Segmentation mask data:
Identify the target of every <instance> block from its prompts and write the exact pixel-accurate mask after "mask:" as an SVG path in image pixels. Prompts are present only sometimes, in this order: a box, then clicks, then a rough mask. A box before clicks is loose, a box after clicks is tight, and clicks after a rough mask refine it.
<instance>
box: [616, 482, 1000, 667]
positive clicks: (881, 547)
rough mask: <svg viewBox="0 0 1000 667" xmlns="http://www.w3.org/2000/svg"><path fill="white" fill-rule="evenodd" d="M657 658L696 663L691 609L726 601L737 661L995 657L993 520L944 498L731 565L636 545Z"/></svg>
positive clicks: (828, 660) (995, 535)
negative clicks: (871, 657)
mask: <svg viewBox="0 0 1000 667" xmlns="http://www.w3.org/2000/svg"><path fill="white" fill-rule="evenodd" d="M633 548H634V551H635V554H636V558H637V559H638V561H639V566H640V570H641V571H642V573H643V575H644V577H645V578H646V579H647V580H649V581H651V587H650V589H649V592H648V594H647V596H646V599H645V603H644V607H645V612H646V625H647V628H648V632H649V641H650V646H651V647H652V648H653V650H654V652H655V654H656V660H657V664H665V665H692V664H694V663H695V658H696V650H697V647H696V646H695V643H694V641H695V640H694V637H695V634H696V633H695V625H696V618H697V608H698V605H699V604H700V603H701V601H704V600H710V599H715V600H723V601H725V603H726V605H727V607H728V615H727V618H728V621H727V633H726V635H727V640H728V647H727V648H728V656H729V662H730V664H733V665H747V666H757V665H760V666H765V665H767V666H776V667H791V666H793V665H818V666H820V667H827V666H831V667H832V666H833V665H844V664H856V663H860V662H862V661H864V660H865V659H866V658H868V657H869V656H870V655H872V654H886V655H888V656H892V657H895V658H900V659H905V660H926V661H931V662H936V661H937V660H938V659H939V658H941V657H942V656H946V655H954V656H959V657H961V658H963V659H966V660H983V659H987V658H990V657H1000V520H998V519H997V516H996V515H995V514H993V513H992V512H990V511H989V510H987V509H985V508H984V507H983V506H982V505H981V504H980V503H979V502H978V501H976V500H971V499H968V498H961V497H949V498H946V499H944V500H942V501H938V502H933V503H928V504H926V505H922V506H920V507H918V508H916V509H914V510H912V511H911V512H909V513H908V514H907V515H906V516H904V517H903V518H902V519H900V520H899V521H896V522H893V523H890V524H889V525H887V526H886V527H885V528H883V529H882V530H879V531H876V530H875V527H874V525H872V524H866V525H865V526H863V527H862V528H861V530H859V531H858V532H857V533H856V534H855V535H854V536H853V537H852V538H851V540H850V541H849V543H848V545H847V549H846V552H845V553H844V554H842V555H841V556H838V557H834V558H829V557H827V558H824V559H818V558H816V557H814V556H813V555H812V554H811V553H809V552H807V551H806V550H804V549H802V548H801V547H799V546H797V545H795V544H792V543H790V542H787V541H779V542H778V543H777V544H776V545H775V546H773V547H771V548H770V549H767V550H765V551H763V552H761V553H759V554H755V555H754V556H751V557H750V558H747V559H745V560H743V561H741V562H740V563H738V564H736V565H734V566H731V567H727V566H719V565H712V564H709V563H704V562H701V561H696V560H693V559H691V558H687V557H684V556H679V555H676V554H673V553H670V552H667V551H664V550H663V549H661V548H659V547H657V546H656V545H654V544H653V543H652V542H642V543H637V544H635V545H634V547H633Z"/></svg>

> PROBLEM STATEMENT
An unaltered transcription of all the data above is needed.

> RESULT OF THE EXERCISE
Identify the target of every <instance> block from its prompts and write the exact pixel-accurate mask after "mask:" as an SVG path in image pixels. Prompts are present only sometimes, in this order: a box, then clicks, then a rough mask. A box before clicks is loose, a box after clicks is tight, and clicks after a rough mask refine it.
<instance>
box: [616, 482, 1000, 667]
positive clicks: (881, 547)
rough mask: <svg viewBox="0 0 1000 667" xmlns="http://www.w3.org/2000/svg"><path fill="white" fill-rule="evenodd" d="M657 658L696 663L691 609L726 601L737 661L995 657L993 520L944 498L731 565L636 545Z"/></svg>
positive clicks: (828, 660) (995, 535)
negative clicks: (871, 657)
mask: <svg viewBox="0 0 1000 667" xmlns="http://www.w3.org/2000/svg"><path fill="white" fill-rule="evenodd" d="M633 548H634V551H635V554H636V558H637V559H638V561H639V566H640V570H641V571H642V573H643V575H644V577H645V578H646V579H647V580H649V581H651V587H650V589H649V592H648V594H647V596H646V599H645V603H644V607H645V612H646V625H647V628H648V632H649V641H650V646H651V647H652V648H653V650H654V652H655V654H656V660H657V664H665V665H692V664H694V663H695V658H696V650H697V647H696V646H695V643H694V641H695V640H694V637H695V634H696V633H695V625H696V618H697V608H698V605H699V604H700V603H701V601H704V600H710V599H715V600H723V601H725V603H726V605H727V607H728V615H727V618H728V621H727V633H726V635H727V640H728V647H727V648H728V656H729V662H730V664H733V665H747V666H757V665H760V666H765V665H767V666H776V667H791V666H793V665H818V666H820V667H827V666H831V667H832V666H833V665H844V664H856V663H860V662H862V661H864V660H865V659H866V658H868V657H869V656H870V655H872V654H886V655H888V656H892V657H895V658H900V659H905V660H926V661H931V662H936V661H937V660H938V659H939V658H941V657H942V656H946V655H954V656H959V657H961V658H963V659H966V660H983V659H987V658H990V657H1000V520H998V519H997V516H996V515H995V514H993V513H992V512H990V511H989V510H987V509H985V508H984V507H983V506H982V505H981V504H980V503H979V502H978V501H976V500H971V499H968V498H961V497H949V498H946V499H944V500H942V501H938V502H933V503H928V504H926V505H922V506H920V507H918V508H916V509H914V510H912V511H911V512H909V513H908V514H907V515H906V516H904V517H903V518H902V519H900V520H899V521H896V522H893V523H890V524H889V525H887V526H886V527H885V528H883V529H882V530H879V531H876V530H875V527H874V525H872V524H866V525H865V526H863V527H862V528H861V530H859V531H858V532H857V533H856V534H855V535H854V536H853V537H852V538H851V540H850V541H849V543H848V545H847V549H846V552H845V553H844V554H842V555H841V556H838V557H834V558H829V557H827V558H824V559H818V558H816V557H814V556H813V555H812V554H811V553H809V552H807V551H806V550H804V549H802V548H801V547H799V546H797V545H795V544H792V543H790V542H787V541H779V542H778V543H777V544H776V545H775V546H773V547H771V548H770V549H767V550H765V551H763V552H761V553H759V554H755V555H754V556H751V557H750V558H747V559H745V560H743V561H741V562H740V563H738V564H736V565H734V566H731V567H727V566H719V565H712V564H709V563H704V562H701V561H696V560H693V559H691V558H687V557H684V556H679V555H676V554H673V553H670V552H667V551H664V550H663V549H661V548H659V547H657V546H656V545H654V544H653V543H652V542H642V543H637V544H635V545H634V547H633Z"/></svg>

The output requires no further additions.